ФРАГМЕНТ ТЕКСТА:
════════

Замечу: это не первый опыт обращения путинского государства к лагерной практике. В 2017-м (год столетия органов) госкомпании получили "квоты для приема" лиц, осужденных к обязательным исправительным и принудительным работам, – вместе с правом отправлять их в отдаленные регионы, "в том числе с проживанием" на объектах, этим госкомпаниям принадлежащих.
У страны проблема – острая нехватка рабочей силы. Для ее решения государственники возвращаются к проверенному методу – бросить в прорыв зэков. И БАМ – лишь частный случай. Случай, правда, не рядовой. БАМ – символическое слово в словаре советского человека. Причем символично оно вдвойне. "Слышишь, время гудит – БАМ!/На просторах крутых – БАМ!/И большая тайга покоряется нам" – это романтическо-маршевая песня-речевка рвалась в 70-е из ТВ и радио. БАМ тогда был модной темой. На официальную патетику народ ответил насмешливой частушкой: приезжай ко мне на БАМ – я тебе на рельсах дам. Намекал: БАМ – не только рельсы; как-то и жить надо. Но у советских начальников туго было не только с юмором. Им чужд человеческий взгляд на вещи.

════════

ИСХОДНЫЕ ДАННЫЕ:
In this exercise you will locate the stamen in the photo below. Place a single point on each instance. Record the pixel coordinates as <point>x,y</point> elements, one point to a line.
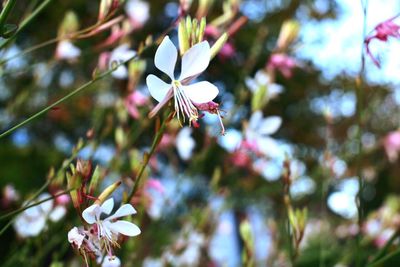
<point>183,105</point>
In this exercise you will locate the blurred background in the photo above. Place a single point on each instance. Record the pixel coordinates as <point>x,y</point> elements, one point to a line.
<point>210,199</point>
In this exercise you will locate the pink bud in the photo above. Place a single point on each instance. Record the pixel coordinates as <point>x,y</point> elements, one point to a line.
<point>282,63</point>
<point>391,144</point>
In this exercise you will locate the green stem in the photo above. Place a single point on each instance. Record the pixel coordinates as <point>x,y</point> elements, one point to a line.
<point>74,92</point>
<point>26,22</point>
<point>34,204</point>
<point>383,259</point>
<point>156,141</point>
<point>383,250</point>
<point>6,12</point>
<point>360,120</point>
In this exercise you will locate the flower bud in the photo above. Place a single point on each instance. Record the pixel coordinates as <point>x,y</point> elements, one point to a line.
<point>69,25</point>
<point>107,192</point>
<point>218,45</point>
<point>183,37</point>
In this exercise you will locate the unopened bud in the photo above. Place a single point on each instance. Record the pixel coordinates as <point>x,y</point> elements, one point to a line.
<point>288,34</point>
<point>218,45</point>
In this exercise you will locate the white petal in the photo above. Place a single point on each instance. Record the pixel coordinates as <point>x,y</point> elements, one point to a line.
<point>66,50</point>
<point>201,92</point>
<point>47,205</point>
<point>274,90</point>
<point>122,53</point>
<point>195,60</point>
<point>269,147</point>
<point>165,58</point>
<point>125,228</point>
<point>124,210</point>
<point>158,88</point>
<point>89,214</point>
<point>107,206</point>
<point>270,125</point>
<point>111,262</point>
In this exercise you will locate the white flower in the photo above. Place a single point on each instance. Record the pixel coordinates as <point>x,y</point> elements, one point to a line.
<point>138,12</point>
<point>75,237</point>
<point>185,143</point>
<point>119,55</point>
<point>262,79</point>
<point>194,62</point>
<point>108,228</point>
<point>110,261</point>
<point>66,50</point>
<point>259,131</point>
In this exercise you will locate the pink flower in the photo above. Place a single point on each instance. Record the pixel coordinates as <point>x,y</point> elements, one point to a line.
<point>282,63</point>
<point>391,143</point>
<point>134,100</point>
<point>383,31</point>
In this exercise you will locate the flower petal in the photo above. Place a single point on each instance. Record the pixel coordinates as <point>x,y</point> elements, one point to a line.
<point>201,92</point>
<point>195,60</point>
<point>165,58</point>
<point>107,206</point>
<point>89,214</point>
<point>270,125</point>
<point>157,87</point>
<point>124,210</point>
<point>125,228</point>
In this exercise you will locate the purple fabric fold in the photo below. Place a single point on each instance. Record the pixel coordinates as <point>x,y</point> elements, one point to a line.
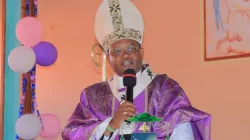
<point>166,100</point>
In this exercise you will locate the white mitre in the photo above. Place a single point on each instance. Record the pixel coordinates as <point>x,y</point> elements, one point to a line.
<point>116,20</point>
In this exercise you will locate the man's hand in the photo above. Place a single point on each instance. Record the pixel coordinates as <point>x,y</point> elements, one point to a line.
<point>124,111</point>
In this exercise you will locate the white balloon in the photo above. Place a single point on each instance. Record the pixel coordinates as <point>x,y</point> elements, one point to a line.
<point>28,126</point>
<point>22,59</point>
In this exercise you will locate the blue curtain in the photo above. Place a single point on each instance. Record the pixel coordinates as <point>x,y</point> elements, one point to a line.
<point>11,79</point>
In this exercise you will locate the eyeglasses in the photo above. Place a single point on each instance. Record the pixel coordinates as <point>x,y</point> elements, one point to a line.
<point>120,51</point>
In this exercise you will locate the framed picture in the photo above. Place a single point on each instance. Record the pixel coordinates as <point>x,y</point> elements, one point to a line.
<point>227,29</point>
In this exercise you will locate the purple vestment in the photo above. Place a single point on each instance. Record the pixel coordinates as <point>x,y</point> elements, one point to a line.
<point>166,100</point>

════════

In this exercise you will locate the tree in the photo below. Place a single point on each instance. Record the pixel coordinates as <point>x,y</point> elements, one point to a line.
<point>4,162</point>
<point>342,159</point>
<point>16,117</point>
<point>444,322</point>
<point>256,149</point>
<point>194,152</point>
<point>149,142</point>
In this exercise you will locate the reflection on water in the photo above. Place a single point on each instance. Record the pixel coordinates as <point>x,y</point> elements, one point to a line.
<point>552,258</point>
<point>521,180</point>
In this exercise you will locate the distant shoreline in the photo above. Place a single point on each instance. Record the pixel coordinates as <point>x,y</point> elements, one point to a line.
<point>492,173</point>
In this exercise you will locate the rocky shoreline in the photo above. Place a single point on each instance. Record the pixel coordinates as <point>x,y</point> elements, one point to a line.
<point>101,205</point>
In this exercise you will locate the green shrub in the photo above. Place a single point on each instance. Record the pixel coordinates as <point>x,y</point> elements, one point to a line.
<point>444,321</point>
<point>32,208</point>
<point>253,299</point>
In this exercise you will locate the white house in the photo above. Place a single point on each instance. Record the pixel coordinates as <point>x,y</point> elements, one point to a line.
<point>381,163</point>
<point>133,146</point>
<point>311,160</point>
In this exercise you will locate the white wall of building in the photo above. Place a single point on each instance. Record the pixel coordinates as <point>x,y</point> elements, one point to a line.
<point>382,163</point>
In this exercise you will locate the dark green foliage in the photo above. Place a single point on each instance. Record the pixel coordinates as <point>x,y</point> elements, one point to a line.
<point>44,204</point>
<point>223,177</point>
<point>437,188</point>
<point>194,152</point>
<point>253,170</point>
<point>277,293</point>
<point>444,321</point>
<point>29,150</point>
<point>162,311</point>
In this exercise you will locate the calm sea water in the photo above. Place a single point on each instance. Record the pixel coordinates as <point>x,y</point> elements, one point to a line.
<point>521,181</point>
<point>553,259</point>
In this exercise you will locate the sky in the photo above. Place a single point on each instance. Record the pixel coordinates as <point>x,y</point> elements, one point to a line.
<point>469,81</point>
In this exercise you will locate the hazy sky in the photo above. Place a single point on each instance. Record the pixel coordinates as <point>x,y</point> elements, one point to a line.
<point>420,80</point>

════════

ЗАДАНИЯ:
1. В каком году, согласно тексту о БАМе и труде заключенных, госкомпании получили «квоты для приема» осужденных к обязательным исправительным и принудительным работам?
2. Объясните по тексту о БАМе и труде заключенных, почему государственники снова обращаются к труду зэков.
3. Напишите продолжение текста о БАМе и труде заключенных, начав сразу после его последнего предложения.

ИТОГОВЫЕ ОТВЕТЫ:
1. В 2017 году, в год столетия органов.

2. В стране острая нехватка рабочей силы. Чтобы решить эту проблему, государственники возвращаются к проверенному методу: бросить в прорыв зэков.

3.
Чужд исторически: с момента своего появления советская система этот взгляд отрицала. Поэтому в наборе ее главных созидательных инструментов всегда был лагерь. Чем больше строек, тем больше посадок – диалектика. С 1932 г. заработал Бамлаг – огромный остров в лагерном архипелаге. Прошло без малого сто лет. И вот опять: БАМ – зэки. От лагерного социализма – к лагерному капитализму.
Мало что можно найти гнуснее этой идеи – соединить "производственные проекты" с лагерем. Особенно в стране, имевшей в недавнем прошлом ГУЛАГ. Да и с экономической точки зрения это утопия, иллюзия – ведь и тогда не получилось. Советский лагерь не подчинил "Севера" – только сгубил миллионы лагерников. Бамлаг тому подтверждение. Ставить на раб(скую)силу в XXI в. и вовсе глупо.
Но это – общечеловеческая логика. А мы имеем дело с другой, особой – тут работает "культурный код" ЧК, логика наследников. Они не выбирают – их ведет инстинкт. Когда под рукой уже нет комсомольцев для ударных строек – зовут ФСИН. Если тайгу не взять свободным трудом, героизмом и энтузиазмом, ее возьмет зэк – деваться-то ему некуда.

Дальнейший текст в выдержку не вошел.